Records from a dataset:

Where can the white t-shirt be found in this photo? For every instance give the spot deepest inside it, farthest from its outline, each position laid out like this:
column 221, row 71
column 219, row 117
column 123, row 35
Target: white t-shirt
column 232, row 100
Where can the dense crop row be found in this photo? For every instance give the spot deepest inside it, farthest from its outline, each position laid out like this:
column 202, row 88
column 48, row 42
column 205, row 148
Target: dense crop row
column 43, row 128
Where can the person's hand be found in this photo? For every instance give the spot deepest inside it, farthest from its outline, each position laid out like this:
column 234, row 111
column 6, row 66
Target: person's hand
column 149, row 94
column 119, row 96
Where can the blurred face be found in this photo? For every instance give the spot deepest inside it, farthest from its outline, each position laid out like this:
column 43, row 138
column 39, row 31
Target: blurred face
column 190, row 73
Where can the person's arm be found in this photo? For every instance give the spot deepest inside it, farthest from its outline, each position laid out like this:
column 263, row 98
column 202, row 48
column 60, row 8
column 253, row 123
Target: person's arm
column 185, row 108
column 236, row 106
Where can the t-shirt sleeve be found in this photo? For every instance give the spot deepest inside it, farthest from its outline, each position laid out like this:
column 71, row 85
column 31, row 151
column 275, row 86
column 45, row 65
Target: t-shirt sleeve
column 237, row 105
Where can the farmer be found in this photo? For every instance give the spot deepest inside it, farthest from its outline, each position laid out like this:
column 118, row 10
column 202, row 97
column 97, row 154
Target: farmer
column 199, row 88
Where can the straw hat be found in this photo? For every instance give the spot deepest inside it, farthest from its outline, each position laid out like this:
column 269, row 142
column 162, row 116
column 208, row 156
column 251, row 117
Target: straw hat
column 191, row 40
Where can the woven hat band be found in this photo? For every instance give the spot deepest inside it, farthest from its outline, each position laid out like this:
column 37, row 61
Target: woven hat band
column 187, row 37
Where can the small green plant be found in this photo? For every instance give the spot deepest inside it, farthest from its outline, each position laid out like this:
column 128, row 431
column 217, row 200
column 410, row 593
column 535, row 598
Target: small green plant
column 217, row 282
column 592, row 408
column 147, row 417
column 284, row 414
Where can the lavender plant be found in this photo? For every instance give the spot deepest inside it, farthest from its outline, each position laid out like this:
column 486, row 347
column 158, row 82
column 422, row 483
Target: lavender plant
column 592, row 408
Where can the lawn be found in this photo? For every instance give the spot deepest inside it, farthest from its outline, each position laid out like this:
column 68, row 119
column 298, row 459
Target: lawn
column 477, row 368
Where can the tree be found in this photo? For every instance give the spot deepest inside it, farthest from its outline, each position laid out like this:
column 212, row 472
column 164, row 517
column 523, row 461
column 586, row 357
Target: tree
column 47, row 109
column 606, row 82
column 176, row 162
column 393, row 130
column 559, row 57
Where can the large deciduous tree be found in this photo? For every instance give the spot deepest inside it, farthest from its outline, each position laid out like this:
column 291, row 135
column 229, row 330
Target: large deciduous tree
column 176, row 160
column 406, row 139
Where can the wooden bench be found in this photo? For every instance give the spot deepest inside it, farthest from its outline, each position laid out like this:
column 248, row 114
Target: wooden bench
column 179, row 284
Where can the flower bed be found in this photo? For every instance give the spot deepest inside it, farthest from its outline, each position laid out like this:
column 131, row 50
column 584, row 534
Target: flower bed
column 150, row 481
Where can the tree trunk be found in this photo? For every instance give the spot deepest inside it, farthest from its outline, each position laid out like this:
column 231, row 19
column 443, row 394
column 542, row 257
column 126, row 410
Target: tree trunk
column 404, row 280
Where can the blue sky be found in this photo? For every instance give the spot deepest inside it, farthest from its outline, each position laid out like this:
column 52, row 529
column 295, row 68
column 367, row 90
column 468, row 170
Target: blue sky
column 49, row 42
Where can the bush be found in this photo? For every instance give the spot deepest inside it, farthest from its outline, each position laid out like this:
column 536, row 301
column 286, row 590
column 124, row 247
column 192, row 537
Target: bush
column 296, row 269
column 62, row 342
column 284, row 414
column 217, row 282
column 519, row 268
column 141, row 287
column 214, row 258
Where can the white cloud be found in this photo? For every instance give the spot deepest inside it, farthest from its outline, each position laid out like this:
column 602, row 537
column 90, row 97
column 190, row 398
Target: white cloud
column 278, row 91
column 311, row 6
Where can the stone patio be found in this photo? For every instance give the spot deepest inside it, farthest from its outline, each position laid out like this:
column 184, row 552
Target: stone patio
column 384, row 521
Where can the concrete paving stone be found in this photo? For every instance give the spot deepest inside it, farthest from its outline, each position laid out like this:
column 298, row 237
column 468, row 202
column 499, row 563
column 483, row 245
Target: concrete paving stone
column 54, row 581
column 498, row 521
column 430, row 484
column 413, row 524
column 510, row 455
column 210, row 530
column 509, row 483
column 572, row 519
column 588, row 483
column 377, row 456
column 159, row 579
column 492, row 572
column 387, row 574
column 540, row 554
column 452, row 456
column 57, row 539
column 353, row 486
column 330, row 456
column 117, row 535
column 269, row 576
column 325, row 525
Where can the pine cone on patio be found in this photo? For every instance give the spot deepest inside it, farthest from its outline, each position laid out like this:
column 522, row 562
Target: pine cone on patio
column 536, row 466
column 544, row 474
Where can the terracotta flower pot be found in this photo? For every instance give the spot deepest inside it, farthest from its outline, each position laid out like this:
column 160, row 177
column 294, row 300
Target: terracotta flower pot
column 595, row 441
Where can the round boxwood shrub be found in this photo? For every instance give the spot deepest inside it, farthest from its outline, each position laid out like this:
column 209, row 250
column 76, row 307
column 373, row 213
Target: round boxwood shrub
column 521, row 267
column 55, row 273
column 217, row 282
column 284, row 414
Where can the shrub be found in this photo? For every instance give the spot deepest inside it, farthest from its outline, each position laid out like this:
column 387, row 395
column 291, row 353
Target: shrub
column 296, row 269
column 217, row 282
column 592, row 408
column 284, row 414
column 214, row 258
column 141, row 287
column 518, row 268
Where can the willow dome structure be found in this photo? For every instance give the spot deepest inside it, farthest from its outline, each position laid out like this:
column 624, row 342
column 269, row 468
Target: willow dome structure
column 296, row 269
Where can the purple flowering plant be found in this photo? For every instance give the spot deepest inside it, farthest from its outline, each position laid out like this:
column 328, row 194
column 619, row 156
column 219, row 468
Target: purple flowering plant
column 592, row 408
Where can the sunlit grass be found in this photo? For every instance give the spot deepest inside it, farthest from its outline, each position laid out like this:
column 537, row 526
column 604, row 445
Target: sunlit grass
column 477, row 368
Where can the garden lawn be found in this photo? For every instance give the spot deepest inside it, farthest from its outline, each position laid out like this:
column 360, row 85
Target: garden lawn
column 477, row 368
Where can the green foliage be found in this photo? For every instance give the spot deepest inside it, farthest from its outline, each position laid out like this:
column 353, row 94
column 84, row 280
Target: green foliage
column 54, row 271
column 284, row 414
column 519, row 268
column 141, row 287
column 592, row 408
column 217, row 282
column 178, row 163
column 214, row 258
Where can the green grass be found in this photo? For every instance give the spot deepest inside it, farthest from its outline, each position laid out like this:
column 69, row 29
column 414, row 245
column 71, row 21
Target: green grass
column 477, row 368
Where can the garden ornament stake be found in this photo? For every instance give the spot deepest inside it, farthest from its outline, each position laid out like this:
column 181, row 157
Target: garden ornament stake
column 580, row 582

WORK INSTRUCTION: Every line of the records should be reproduced exactly.

ANSWER TO THE EXERCISE:
Where can the white t-shirt be found in this photo? For every instance give the spot deepest inside it, farthest from its outline, each position laid out like this:
column 221, row 71
column 219, row 117
column 123, row 35
Target: white t-shirt
column 232, row 100
Where can the dense crop row be found in this photo? For every instance give the spot deepest inside it, farthest from its outline, each position laid out like this:
column 202, row 88
column 48, row 42
column 205, row 148
Target: dense crop row
column 43, row 128
Where can the person's hand be found in this photo? For every instance give the spot deepest inside it, farthest from its outline, each position laid out like this:
column 234, row 111
column 6, row 66
Target: person's hand
column 149, row 94
column 119, row 96
Where can the blurred face be found in this photo? For every instance give the spot deepest inside it, farthest from its outline, each position laid out like this:
column 43, row 138
column 39, row 31
Target: blurred face
column 190, row 73
Where can the person's arm be found in this photo? For every instance give the spot deepest inside it, farthest from its outline, each position laid out like this:
column 263, row 98
column 202, row 48
column 60, row 8
column 253, row 123
Target: person's arm
column 185, row 108
column 236, row 106
Where can the t-shirt sleeve be found in this photo? For every instance give the spot deepest inside it, farthest from its outline, each position laid out like this:
column 71, row 85
column 31, row 151
column 275, row 86
column 45, row 65
Target: t-shirt sleeve
column 237, row 105
Where can the farmer be found in this photo? For every instance give the spot deepest inside it, farthest from its outline, each position laid out like this:
column 118, row 10
column 202, row 97
column 97, row 154
Target: farmer
column 199, row 88
Where can the straw hat be found in this photo? For every instance give the spot deepest inside it, farthest from its outline, each position laid out like this:
column 269, row 142
column 162, row 116
column 208, row 156
column 251, row 117
Target: straw hat
column 191, row 40
Where can the woven hat band be found in this photo? For every instance give the spot deepest inside it, farthest from its outline, each position laid out like this:
column 37, row 61
Target: woven hat band
column 187, row 37
Where can the small green plant be found in this photo? For every instance give the spot deepest inside it, farthest from its outline, each position laid out like this:
column 128, row 431
column 217, row 200
column 410, row 593
column 535, row 598
Target: small green plant
column 217, row 282
column 592, row 408
column 147, row 417
column 284, row 414
Where can the lavender plant be found in this photo? For every instance give the spot deepest inside it, farthest from its outline, each position laid out like this:
column 486, row 347
column 158, row 82
column 422, row 483
Target: lavender plant
column 592, row 408
Where can the lawn be found in this photo? For every instance give the spot deepest inside it, farthest from its outline, each position laid out like this:
column 68, row 119
column 298, row 459
Target: lawn
column 477, row 368
Where can the tree be found in this photo? For every instance give the spot deepest inside it, farthest from its outline, each position laid out like this:
column 212, row 472
column 164, row 517
column 523, row 461
column 586, row 357
Target: tree
column 47, row 109
column 606, row 82
column 176, row 162
column 393, row 130
column 559, row 57
Where can the large deciduous tree be found in this photo? For every instance give the spot deepest inside it, farthest from its outline, each position laid out like this:
column 291, row 135
column 229, row 330
Target: large deciduous tree
column 176, row 160
column 406, row 139
Where can the wooden bench be found in this photo? For every instance give the spot deepest inside it, farthest from its outline, each position laid out like this:
column 248, row 114
Target: wooden bench
column 179, row 284
Where can the flower bed be found in this photo? For every instance give the spot deepest inside it, farthest from its outline, each position laid out like this:
column 131, row 50
column 584, row 534
Target: flower bed
column 150, row 481
Where can the tree trunk be found in this photo? For every instance give the spot deepest inside it, farthest from its outline, each position laid out like this:
column 231, row 19
column 443, row 394
column 542, row 257
column 126, row 410
Target: tree trunk
column 404, row 280
Where can the blue sky be found in this photo? For every instance give the spot deepest inside it, farthest from its outline, each position laid out like this:
column 52, row 529
column 295, row 68
column 367, row 90
column 468, row 170
Target: blue sky
column 49, row 42
Where can the bush be found in this photo? For every instance give the spot deepest inside it, farthest from its outline, each position laid out like this:
column 536, row 301
column 286, row 590
column 124, row 247
column 192, row 537
Target: bush
column 296, row 269
column 62, row 342
column 284, row 414
column 217, row 282
column 519, row 268
column 141, row 287
column 214, row 258
Where can the white cloud be found in this photo? For every instance give the spot deepest inside it, farthest from its outline, each position laid out like this:
column 602, row 537
column 90, row 97
column 190, row 398
Target: white cloud
column 278, row 91
column 311, row 6
Where can the stone patio be found in this photo? For every instance give the spot deepest inside it, farthest from its outline, each position laid out like this:
column 184, row 552
Target: stone patio
column 384, row 521
Where can the concrete paving stone be found in this photo? For every instance give the spot deepest inside it, farthest from its outline, each position laid out like this:
column 298, row 237
column 468, row 202
column 499, row 563
column 483, row 245
Target: concrete paving stone
column 54, row 581
column 498, row 521
column 430, row 484
column 413, row 524
column 510, row 455
column 210, row 530
column 509, row 483
column 572, row 519
column 588, row 483
column 377, row 456
column 159, row 579
column 492, row 572
column 387, row 574
column 540, row 554
column 452, row 456
column 57, row 539
column 353, row 486
column 330, row 456
column 117, row 535
column 269, row 576
column 325, row 525
Where can the pine cone on patio be found in this photo? For every instance give the spot deepest inside it, farthest from its outline, each position laid out like this:
column 522, row 562
Target: pine cone on patio
column 536, row 466
column 544, row 474
Where can the terracotta flower pot be found in this photo? For every instance give the spot deepest inside it, farthest from its outline, each position laid out like this:
column 160, row 177
column 294, row 300
Target: terracotta flower pot
column 595, row 441
Where can the round boxwood shrub be found in this photo? For every instance give the spot deepest inside it, farthest from its outline, each position laid out like this:
column 209, row 250
column 76, row 307
column 373, row 213
Target: round boxwood shrub
column 521, row 267
column 55, row 273
column 217, row 282
column 284, row 414
Where can the shrub be found in this photo? For every instance give the spot deepest inside it, farthest from its outline, each position laid out like this:
column 387, row 395
column 291, row 353
Target: shrub
column 296, row 269
column 217, row 282
column 592, row 408
column 284, row 414
column 214, row 258
column 141, row 287
column 518, row 268
Where can the willow dome structure be found in this photo? For every instance give the spot deepest inside it, farthest from its outline, each position laid out like this:
column 624, row 342
column 269, row 468
Target: willow dome structure
column 296, row 269
Where can the purple flowering plant be found in this photo? For every instance give the spot deepest inside it, farthest from its outline, each position laid out like this:
column 328, row 194
column 619, row 156
column 219, row 468
Target: purple flowering plant
column 592, row 408
Where can the sunlit grass be found in this photo? For every instance give the spot deepest inside it, farthest from its outline, each position laid out like this:
column 537, row 526
column 604, row 445
Target: sunlit grass
column 477, row 368
Where can the garden lawn be found in this photo? For every instance give the spot deepest inside it, farthest from its outline, each position laid out like this:
column 360, row 85
Target: garden lawn
column 477, row 368
Where can the green foliage be found in this photo? For every instance give the spot deepest inside it, farthest from its outline, each position laid out like this:
column 353, row 94
column 84, row 280
Target: green foliage
column 54, row 271
column 284, row 414
column 519, row 268
column 141, row 287
column 592, row 408
column 217, row 282
column 178, row 163
column 214, row 258
Where can the green grass be found in this photo? For every instance give the spot deepest inside it, farthest from its outline, each position laid out like this:
column 69, row 29
column 414, row 245
column 71, row 21
Target: green grass
column 477, row 368
Where can the garden ornament stake be found in this photo? For every instance give the spot deepest inside it, farthest from its outline, each position laid out like this:
column 181, row 157
Target: garden ornament stake
column 580, row 582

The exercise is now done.